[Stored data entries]
..............................

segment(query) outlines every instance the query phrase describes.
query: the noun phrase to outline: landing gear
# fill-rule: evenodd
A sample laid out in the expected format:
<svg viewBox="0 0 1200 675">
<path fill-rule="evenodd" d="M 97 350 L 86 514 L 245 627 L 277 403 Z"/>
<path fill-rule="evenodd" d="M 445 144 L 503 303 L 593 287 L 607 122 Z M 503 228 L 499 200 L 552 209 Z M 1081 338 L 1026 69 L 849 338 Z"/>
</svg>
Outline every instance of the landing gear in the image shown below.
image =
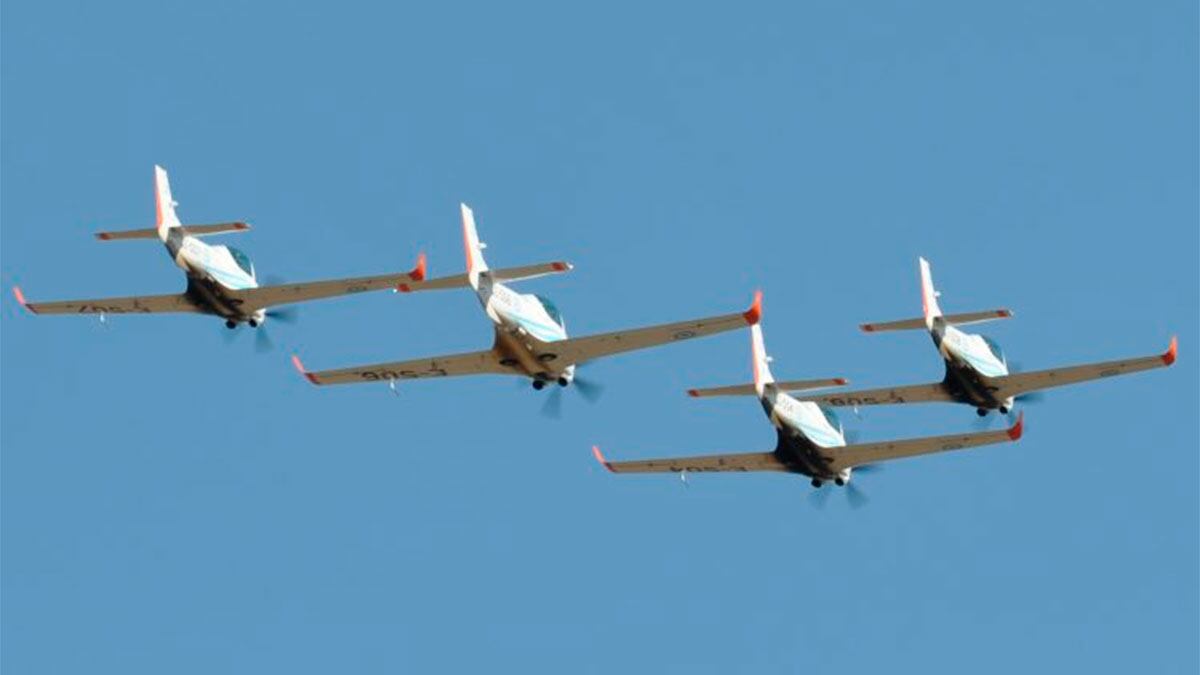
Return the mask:
<svg viewBox="0 0 1200 675">
<path fill-rule="evenodd" d="M 570 380 L 568 380 L 567 378 L 565 378 L 565 377 L 560 377 L 560 378 L 558 378 L 558 386 L 560 386 L 560 387 L 565 387 L 565 386 L 567 386 L 568 384 L 571 384 L 571 381 L 570 381 Z"/>
<path fill-rule="evenodd" d="M 545 380 L 534 380 L 534 381 L 533 381 L 533 388 L 534 388 L 534 389 L 537 389 L 538 391 L 541 391 L 541 390 L 545 389 L 545 388 L 546 388 L 546 381 L 545 381 Z"/>
<path fill-rule="evenodd" d="M 1000 406 L 1000 414 L 1007 415 L 1008 414 L 1008 406 L 1006 406 L 1006 405 Z"/>
<path fill-rule="evenodd" d="M 980 417 L 987 417 L 987 408 L 976 408 L 975 414 Z"/>
<path fill-rule="evenodd" d="M 822 481 L 820 478 L 814 478 L 814 479 L 812 479 L 812 486 L 813 486 L 813 487 L 815 487 L 815 488 L 819 488 L 819 487 L 821 487 L 821 486 L 822 486 L 822 485 L 824 485 L 824 484 L 825 484 L 825 483 L 824 483 L 824 481 Z"/>
<path fill-rule="evenodd" d="M 258 328 L 258 322 L 257 322 L 257 321 L 255 321 L 254 319 L 250 319 L 250 320 L 249 320 L 249 321 L 247 321 L 246 323 L 250 324 L 250 327 L 251 327 L 251 328 Z"/>
<path fill-rule="evenodd" d="M 225 327 L 229 330 L 233 330 L 234 328 L 237 328 L 237 322 L 233 319 L 225 319 Z"/>
<path fill-rule="evenodd" d="M 833 482 L 834 482 L 834 484 L 835 484 L 835 485 L 837 485 L 838 487 L 844 487 L 844 486 L 846 485 L 846 479 L 845 479 L 845 478 L 834 478 L 834 479 L 833 479 Z"/>
</svg>

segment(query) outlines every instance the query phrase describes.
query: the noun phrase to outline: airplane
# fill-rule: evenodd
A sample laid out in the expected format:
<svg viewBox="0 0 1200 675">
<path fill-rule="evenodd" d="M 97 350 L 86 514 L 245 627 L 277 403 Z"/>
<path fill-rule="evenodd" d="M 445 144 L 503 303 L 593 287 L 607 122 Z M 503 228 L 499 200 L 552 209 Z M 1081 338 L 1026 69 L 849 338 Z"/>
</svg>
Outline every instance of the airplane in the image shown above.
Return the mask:
<svg viewBox="0 0 1200 675">
<path fill-rule="evenodd" d="M 612 462 L 599 446 L 592 454 L 613 473 L 678 473 L 708 471 L 779 471 L 800 474 L 811 479 L 814 488 L 832 481 L 849 486 L 855 470 L 863 471 L 879 462 L 915 457 L 948 450 L 1016 441 L 1024 428 L 1023 415 L 1011 427 L 948 436 L 929 436 L 900 441 L 847 443 L 841 421 L 831 408 L 810 400 L 800 400 L 787 391 L 818 389 L 845 384 L 842 378 L 776 382 L 763 344 L 762 327 L 750 327 L 754 384 L 693 389 L 692 396 L 755 396 L 774 425 L 778 439 L 770 452 L 701 455 Z M 805 395 L 805 398 L 808 398 Z M 848 493 L 850 495 L 850 493 Z M 861 495 L 860 495 L 861 497 Z"/>
<path fill-rule="evenodd" d="M 34 314 L 211 314 L 225 319 L 225 325 L 237 328 L 245 323 L 252 328 L 261 326 L 268 317 L 284 319 L 288 315 L 272 309 L 320 298 L 352 293 L 395 289 L 403 284 L 425 278 L 425 256 L 409 272 L 369 277 L 329 279 L 305 283 L 285 283 L 262 286 L 250 258 L 232 246 L 213 246 L 200 237 L 226 232 L 244 232 L 250 226 L 243 222 L 214 225 L 184 225 L 175 214 L 178 204 L 171 198 L 171 184 L 161 166 L 154 167 L 154 203 L 156 223 L 153 228 L 99 232 L 101 241 L 158 239 L 167 248 L 171 259 L 187 276 L 183 293 L 139 295 L 124 298 L 96 298 L 56 302 L 28 302 L 19 286 L 13 287 L 17 302 Z"/>
<path fill-rule="evenodd" d="M 991 309 L 943 314 L 938 306 L 941 294 L 934 289 L 929 262 L 924 258 L 920 258 L 920 270 L 923 317 L 868 323 L 863 324 L 861 328 L 867 333 L 928 330 L 933 337 L 933 344 L 945 360 L 946 375 L 942 381 L 837 392 L 814 396 L 813 401 L 823 405 L 855 408 L 893 403 L 947 402 L 973 406 L 980 417 L 986 417 L 992 410 L 1006 415 L 1017 401 L 1028 400 L 1031 394 L 1036 395 L 1034 392 L 1140 370 L 1162 368 L 1175 363 L 1179 342 L 1177 338 L 1172 337 L 1167 351 L 1162 354 L 1047 370 L 1011 372 L 1004 352 L 995 340 L 961 331 L 957 326 L 1007 319 L 1012 316 L 1012 312 L 1007 309 Z"/>
<path fill-rule="evenodd" d="M 416 292 L 469 286 L 475 291 L 479 304 L 492 322 L 495 341 L 491 348 L 465 354 L 315 372 L 306 370 L 300 357 L 293 355 L 292 363 L 296 370 L 316 385 L 387 382 L 394 389 L 397 380 L 498 374 L 529 378 L 533 388 L 540 390 L 555 382 L 561 387 L 572 383 L 585 385 L 586 380 L 576 379 L 575 370 L 579 364 L 587 361 L 713 335 L 758 321 L 761 293 L 755 295 L 754 304 L 745 312 L 568 337 L 566 322 L 553 302 L 541 295 L 518 293 L 504 282 L 566 272 L 572 269 L 571 265 L 554 262 L 509 270 L 490 269 L 483 257 L 485 245 L 479 241 L 474 212 L 466 204 L 460 204 L 460 210 L 466 273 L 409 282 L 403 284 L 401 290 Z M 577 389 L 581 394 L 590 396 L 586 385 Z"/>
</svg>

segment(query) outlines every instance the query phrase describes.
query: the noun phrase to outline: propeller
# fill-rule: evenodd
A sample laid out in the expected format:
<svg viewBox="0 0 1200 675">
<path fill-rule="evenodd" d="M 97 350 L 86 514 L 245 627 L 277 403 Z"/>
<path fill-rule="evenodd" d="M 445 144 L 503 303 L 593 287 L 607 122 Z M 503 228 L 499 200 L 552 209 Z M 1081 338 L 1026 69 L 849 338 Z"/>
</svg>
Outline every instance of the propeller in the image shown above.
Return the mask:
<svg viewBox="0 0 1200 675">
<path fill-rule="evenodd" d="M 824 511 L 825 505 L 829 503 L 829 495 L 832 493 L 833 488 L 828 485 L 813 488 L 813 491 L 808 494 L 808 502 L 818 511 Z"/>
<path fill-rule="evenodd" d="M 562 419 L 562 387 L 555 387 L 553 391 L 546 394 L 546 402 L 542 404 L 542 417 L 549 417 L 552 420 Z"/>
<path fill-rule="evenodd" d="M 259 354 L 265 354 L 275 348 L 275 342 L 271 339 L 271 334 L 267 332 L 266 326 L 259 326 L 254 329 L 254 351 Z"/>
<path fill-rule="evenodd" d="M 850 508 L 854 510 L 861 509 L 871 501 L 865 490 L 858 486 L 855 481 L 846 483 L 846 502 L 850 504 Z"/>
<path fill-rule="evenodd" d="M 604 385 L 589 377 L 580 378 L 576 375 L 571 384 L 588 403 L 595 403 L 604 395 Z"/>
<path fill-rule="evenodd" d="M 1042 403 L 1046 400 L 1046 393 L 1041 391 L 1029 391 L 1024 394 L 1018 394 L 1016 400 L 1021 403 Z"/>
<path fill-rule="evenodd" d="M 878 464 L 863 464 L 861 466 L 854 467 L 854 474 L 856 475 L 870 475 L 873 473 L 879 473 L 880 471 L 883 471 L 883 467 Z M 821 487 L 813 488 L 813 491 L 808 495 L 808 501 L 817 510 L 824 510 L 825 505 L 829 503 L 829 495 L 833 494 L 836 490 L 845 491 L 846 502 L 850 505 L 850 508 L 854 510 L 861 509 L 871 501 L 871 498 L 867 496 L 866 490 L 863 490 L 862 487 L 860 487 L 854 480 L 851 480 L 840 488 L 837 487 L 836 483 L 833 483 L 832 481 L 826 481 L 821 484 Z"/>
<path fill-rule="evenodd" d="M 296 319 L 299 318 L 299 312 L 295 307 L 268 309 L 266 315 L 272 321 L 282 321 L 283 323 L 296 323 Z"/>
<path fill-rule="evenodd" d="M 588 403 L 595 403 L 600 400 L 604 394 L 604 385 L 589 378 L 579 376 L 579 366 L 575 367 L 576 375 L 571 380 L 570 388 L 579 392 L 583 400 Z M 562 419 L 563 409 L 563 392 L 565 387 L 560 387 L 553 382 L 547 382 L 546 386 L 551 389 L 546 395 L 546 402 L 542 404 L 542 416 L 550 419 Z"/>
</svg>

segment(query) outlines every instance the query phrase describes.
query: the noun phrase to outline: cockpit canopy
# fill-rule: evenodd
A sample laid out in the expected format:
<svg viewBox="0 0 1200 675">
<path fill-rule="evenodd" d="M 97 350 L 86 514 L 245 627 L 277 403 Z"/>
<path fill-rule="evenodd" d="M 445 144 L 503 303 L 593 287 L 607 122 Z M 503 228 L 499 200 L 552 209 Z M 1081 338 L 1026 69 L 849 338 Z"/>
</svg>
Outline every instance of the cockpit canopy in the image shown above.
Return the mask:
<svg viewBox="0 0 1200 675">
<path fill-rule="evenodd" d="M 825 421 L 829 422 L 829 426 L 837 429 L 839 434 L 843 433 L 842 420 L 838 419 L 837 413 L 833 411 L 833 408 L 827 408 L 823 405 L 817 407 L 821 409 L 821 414 L 825 416 Z"/>
<path fill-rule="evenodd" d="M 980 335 L 979 337 L 983 338 L 983 341 L 987 344 L 988 349 L 991 350 L 992 356 L 996 357 L 996 360 L 998 360 L 1000 363 L 1007 363 L 1007 361 L 1004 360 L 1004 350 L 1000 349 L 1000 345 L 997 344 L 995 340 L 986 335 Z"/>
<path fill-rule="evenodd" d="M 226 246 L 225 248 L 229 249 L 229 255 L 233 256 L 233 261 L 237 263 L 238 267 L 242 268 L 243 272 L 254 276 L 254 263 L 250 262 L 250 256 L 232 246 Z"/>
<path fill-rule="evenodd" d="M 550 318 L 554 319 L 554 323 L 558 324 L 559 326 L 562 326 L 563 328 L 566 327 L 566 326 L 563 326 L 562 314 L 559 314 L 558 307 L 556 307 L 554 305 L 554 303 L 550 301 L 549 298 L 541 296 L 541 295 L 535 295 L 533 297 L 537 298 L 537 301 L 539 303 L 541 303 L 541 305 L 542 305 L 542 309 L 545 309 L 546 313 L 550 315 Z"/>
</svg>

..............................

With the line containing "Outline every instance of the cockpit" as the first, output each line through the final line of the entries above, exactly.

Outline every instance of the cockpit canopy in the image shown above.
Return the mask:
<svg viewBox="0 0 1200 675">
<path fill-rule="evenodd" d="M 825 421 L 829 422 L 829 426 L 837 429 L 839 434 L 843 433 L 842 420 L 838 419 L 837 413 L 833 411 L 833 408 L 827 408 L 823 405 L 817 407 L 821 409 L 821 414 L 825 416 Z"/>
<path fill-rule="evenodd" d="M 980 335 L 979 337 L 983 338 L 983 341 L 987 344 L 988 349 L 991 350 L 992 356 L 996 357 L 996 360 L 998 360 L 1000 363 L 1007 363 L 1007 361 L 1004 360 L 1004 350 L 1000 349 L 1000 345 L 997 344 L 995 340 L 986 335 Z"/>
<path fill-rule="evenodd" d="M 226 246 L 225 248 L 229 249 L 229 255 L 233 256 L 233 261 L 237 263 L 238 267 L 242 268 L 243 272 L 254 276 L 254 263 L 250 262 L 250 256 L 232 246 Z"/>
<path fill-rule="evenodd" d="M 550 318 L 554 319 L 554 323 L 558 324 L 559 326 L 562 326 L 563 328 L 566 327 L 566 326 L 563 326 L 562 314 L 559 314 L 558 307 L 556 307 L 554 305 L 554 303 L 550 301 L 549 298 L 541 296 L 541 295 L 535 295 L 533 297 L 537 298 L 537 301 L 539 303 L 541 303 L 541 305 L 542 305 L 542 309 L 545 309 L 546 313 L 550 315 Z"/>
</svg>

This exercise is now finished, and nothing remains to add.